A Foodie Guide to 11 Lesser-Known US Cities

You probably don't have these on your travel bucket list, but you should

Don't sleep on these cities, foodies

Don't sleep on these cities, foodies

By Brian Cicioni

New York, San Francisco, Los Angeles and Chicago are well-established food meccas that attract top chefs and experienced diners from around the world. All four cities tend to be on every “Top 10 Food Cities in the Country” list and are likely to stay there. That said, while they might still exist under the radar as foodie destinations go, the 11 smaller cities below also have a lot to offer. Some have more famous neighbors (Newark, Queens and Wilmington), while others are just not as easy to get to via direct flight, but each is worth a trip in its own right.

Bear Creek Farms skirt steak with fries from Easy Bistro & Bar
Brian Cicioni

Chattanooga, Tennessee

Tennessee’s fourth-largest city is surrounded by nature and has a growing food scene. You’ll find the more high-end dining options south of the Tennessee River, which separates Downtown Chattanooga from Northshore. Bridgeman’s Chophouse specializes in wet-aged beef and dates back to 1872. The service here is impeccable, and the tables are so neatly set, it looks like a ruler is used to line up silverware. 

Easy Bistro is a less formal yet more sophisticated option, with seafood from all three coasts. There’s a four-course chef’s choice option that will allow your table to share a total of 11 dishes. All pasta is made in-house. Easy feels exclusive, as does Company, which is a 40-seat hidden speakeasy inside the Kinley Hotel. 

Across the Walnut Street Bridge from The Edwin Hotel, you’ll find newer, more casual options, like Julie Darling Donuts and Milk & Honey. The latter is a popular breakfast and lunch spot, especially on weekends. For more of a local food scene overview, try Chatt Taste Food Tour. Chatt Taste operates four different tours that visit a handful of locations from a running list of 30 Chattanooga food and drink spots. 

The Paleta Bar at COATI
Brian Cicioni

Colorado Springs, Colorado

Colorado Springs is a bikeable city, with a walkable downtown less than two hours from Denver. Tejon Street is the best thoroughfare for food, but it’s also worth crossing I-25 via Colorado Ave for Asian-inspired 503W and Sherpa Garden. The latter is the place in town for beef momo and other Tibetan dishes.

New Haven meets Detroit at White Pie, where you can try super thin-crust round pies of the Northeast or the square, thick, Sicilian-style pies more common in the Midwest. White Pie is located catty-corner from Kinship Landing, a boutique hotel serving breakfast and lunch worth trying, whether you are a guest or not. 

There are also a few food halls, with COATI being the most notable, especially if you are into live music. Next to COATI, Streetcar 520 gets its name from its location in a former maintenance garage for the city’s buses and trolleys. Also along Tejon, Four by Brother Luck opened the same year as Streetcar 520 and is a sophisticated four-course tasting menu spot where you can pick from a handful of items for each course. The Southwest-focused menu changes with the seasons.

• **PROVIDED RECORDS**
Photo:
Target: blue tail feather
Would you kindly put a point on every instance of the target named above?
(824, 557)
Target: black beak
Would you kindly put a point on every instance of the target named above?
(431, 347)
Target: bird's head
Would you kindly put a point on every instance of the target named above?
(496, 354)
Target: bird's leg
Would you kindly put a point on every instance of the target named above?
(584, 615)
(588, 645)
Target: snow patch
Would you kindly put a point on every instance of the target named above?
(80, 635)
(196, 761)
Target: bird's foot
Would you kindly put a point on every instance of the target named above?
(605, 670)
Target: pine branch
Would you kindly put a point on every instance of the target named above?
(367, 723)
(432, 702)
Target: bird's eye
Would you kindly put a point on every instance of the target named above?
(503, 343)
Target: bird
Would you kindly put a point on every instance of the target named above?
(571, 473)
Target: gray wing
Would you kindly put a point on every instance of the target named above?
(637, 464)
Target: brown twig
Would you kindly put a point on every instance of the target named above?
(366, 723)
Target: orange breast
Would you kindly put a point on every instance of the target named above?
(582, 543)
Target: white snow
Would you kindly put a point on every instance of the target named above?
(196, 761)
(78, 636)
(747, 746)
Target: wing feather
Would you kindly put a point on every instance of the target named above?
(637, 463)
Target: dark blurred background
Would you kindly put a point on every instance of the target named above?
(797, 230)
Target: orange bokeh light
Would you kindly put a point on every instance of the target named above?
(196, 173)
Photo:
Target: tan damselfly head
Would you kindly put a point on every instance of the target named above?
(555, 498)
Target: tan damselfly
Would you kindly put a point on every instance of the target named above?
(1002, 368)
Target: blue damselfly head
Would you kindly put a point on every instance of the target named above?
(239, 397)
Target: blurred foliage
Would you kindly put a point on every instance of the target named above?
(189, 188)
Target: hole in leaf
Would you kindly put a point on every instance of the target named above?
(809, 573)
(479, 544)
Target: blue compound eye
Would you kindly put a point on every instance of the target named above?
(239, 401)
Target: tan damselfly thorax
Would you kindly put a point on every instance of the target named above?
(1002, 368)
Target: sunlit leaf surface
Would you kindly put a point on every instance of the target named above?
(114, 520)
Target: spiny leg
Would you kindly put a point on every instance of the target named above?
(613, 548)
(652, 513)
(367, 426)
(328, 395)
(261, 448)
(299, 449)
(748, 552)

• **PROBLEMS AND TASKS**
1 – Render the lines in the rows above as a Markdown table with the columns "No." and "Line", from the line containing "Target: spiny leg" through the end of the rows. Leave out blank lines.
2 – Write the next part of the article on lesser-known food cities, starting where it stops.

• **ANSWERS IN ORDER**
1 –
| No. | Line |
|---|---|
| 1 | Target: spiny leg |
| 2 | Would you kindly put a point on every instance of the target named above? |
| 3 | (613, 548) |
| 4 | (652, 513) |
| 5 | (367, 426) |
| 6 | (328, 395) |
| 7 | (261, 448) |
| 8 | (299, 449) |
| 9 | (748, 552) |

2 –
Jeni’s Splendid Ice Creams at North Market Columbus
Brian Cicioni

Columbus, Ohio

Cincinnati and Cleveland may have the more famous sports teams, but Columbus is Ohio’s capital and the second-largest city in the Midwest. Jeni’s Splendid Ice Creams started at North Market, which has an impressive variety and is an ideal place to start your visit. Joya’s is a Bengali-inspired cafe by chef Avishar Barua, perfect for breakfast or an early lunch. Avishar also owns Agni, which is a high-end dinner-only tasting menu spot in the Brewery District. 

Also on the higher end, FYR is an open kitchen restaurant that reflects Chef Sebastian Larocca’s Italian heritage and Argentine upbringing. Stories on High is the highest rooftop bar in Columbus and is also located in the Hilton Columbus Downtown. A few blocks north, The Pearl is a dimly lit gastropub with a New American menu. Try the Thai Curry Mussels. 

To get a true sense of the variety on offer, you have to head out of the downtown area. Columbus Food Adventures does a tour where you can travel from the Middle East to South America to West Africa without leaving the city limits.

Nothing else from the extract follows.